Stored data entries:
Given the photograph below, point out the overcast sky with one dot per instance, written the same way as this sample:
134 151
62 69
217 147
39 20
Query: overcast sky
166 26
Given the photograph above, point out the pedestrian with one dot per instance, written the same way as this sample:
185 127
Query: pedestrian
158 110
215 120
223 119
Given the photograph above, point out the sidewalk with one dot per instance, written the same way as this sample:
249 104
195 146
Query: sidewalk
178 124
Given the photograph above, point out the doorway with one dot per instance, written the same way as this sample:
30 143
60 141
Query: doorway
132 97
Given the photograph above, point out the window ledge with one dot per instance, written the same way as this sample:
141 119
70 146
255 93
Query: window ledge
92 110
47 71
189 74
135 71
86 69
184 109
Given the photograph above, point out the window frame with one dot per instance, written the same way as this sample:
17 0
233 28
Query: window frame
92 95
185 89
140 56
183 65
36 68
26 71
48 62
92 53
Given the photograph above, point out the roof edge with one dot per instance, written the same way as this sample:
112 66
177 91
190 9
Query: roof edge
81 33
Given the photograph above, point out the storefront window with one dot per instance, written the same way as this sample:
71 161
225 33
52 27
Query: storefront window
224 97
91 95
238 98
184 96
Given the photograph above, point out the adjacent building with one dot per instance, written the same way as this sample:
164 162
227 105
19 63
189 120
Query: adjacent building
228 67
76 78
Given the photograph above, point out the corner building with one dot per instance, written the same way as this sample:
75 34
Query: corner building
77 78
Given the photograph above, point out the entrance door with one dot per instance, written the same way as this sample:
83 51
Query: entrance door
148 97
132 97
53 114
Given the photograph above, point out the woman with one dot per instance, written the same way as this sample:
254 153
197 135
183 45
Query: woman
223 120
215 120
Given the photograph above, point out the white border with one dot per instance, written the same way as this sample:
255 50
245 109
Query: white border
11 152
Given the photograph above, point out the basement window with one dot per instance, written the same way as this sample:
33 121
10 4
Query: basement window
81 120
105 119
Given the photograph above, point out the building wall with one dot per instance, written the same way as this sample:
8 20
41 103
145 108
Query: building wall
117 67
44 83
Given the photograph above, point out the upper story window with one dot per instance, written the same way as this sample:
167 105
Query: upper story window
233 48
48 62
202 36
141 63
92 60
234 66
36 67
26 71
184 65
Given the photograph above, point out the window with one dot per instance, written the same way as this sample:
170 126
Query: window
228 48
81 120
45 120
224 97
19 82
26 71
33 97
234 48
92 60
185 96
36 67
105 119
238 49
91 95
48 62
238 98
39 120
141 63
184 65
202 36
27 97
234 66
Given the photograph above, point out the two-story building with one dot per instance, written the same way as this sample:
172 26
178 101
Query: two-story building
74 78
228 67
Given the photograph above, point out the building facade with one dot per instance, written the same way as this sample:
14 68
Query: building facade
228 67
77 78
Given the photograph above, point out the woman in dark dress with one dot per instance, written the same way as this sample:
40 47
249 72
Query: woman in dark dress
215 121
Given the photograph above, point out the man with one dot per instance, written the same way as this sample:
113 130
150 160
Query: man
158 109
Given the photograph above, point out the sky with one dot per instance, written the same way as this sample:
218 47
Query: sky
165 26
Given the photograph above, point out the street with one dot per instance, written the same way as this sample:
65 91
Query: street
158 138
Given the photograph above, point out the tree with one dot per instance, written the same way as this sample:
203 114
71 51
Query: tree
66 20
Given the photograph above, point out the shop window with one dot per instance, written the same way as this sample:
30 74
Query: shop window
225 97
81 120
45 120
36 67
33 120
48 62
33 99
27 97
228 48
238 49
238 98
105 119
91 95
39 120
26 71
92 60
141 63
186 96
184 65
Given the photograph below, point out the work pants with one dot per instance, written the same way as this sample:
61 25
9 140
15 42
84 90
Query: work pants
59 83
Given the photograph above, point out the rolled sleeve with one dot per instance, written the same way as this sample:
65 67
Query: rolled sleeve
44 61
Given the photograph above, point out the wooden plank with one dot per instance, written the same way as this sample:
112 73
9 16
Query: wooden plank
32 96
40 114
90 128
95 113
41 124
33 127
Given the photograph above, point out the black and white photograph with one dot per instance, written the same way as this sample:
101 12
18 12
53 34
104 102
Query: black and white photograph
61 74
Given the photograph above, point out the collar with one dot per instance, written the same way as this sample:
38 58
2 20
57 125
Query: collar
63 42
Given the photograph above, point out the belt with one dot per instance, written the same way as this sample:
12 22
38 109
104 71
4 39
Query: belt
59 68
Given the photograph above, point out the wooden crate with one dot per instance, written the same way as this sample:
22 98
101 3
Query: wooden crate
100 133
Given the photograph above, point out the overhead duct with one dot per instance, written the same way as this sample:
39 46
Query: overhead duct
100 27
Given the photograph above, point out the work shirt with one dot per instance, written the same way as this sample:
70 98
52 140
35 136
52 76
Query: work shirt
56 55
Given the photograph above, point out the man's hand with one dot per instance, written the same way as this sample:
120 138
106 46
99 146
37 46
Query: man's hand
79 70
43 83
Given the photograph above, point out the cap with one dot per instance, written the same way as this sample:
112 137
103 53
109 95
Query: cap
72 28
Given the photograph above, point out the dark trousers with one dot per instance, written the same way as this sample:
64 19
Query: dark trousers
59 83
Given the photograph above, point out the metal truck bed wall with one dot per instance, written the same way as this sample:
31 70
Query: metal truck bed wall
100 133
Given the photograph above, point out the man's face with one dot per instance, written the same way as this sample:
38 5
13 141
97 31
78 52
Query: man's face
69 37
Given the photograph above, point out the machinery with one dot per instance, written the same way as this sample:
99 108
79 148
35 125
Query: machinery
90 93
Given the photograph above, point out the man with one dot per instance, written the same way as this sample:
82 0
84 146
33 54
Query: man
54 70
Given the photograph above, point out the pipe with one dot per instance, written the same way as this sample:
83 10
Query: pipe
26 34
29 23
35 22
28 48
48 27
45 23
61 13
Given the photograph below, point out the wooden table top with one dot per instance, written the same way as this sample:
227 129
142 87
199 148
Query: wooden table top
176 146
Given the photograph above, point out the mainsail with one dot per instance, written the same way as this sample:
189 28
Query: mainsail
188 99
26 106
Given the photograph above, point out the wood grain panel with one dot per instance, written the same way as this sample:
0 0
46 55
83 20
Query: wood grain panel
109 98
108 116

▸ **Problem statement**
State how many lines in the records contain the string "below". Give the number with no words around it.

▸ **Finished exercise**
3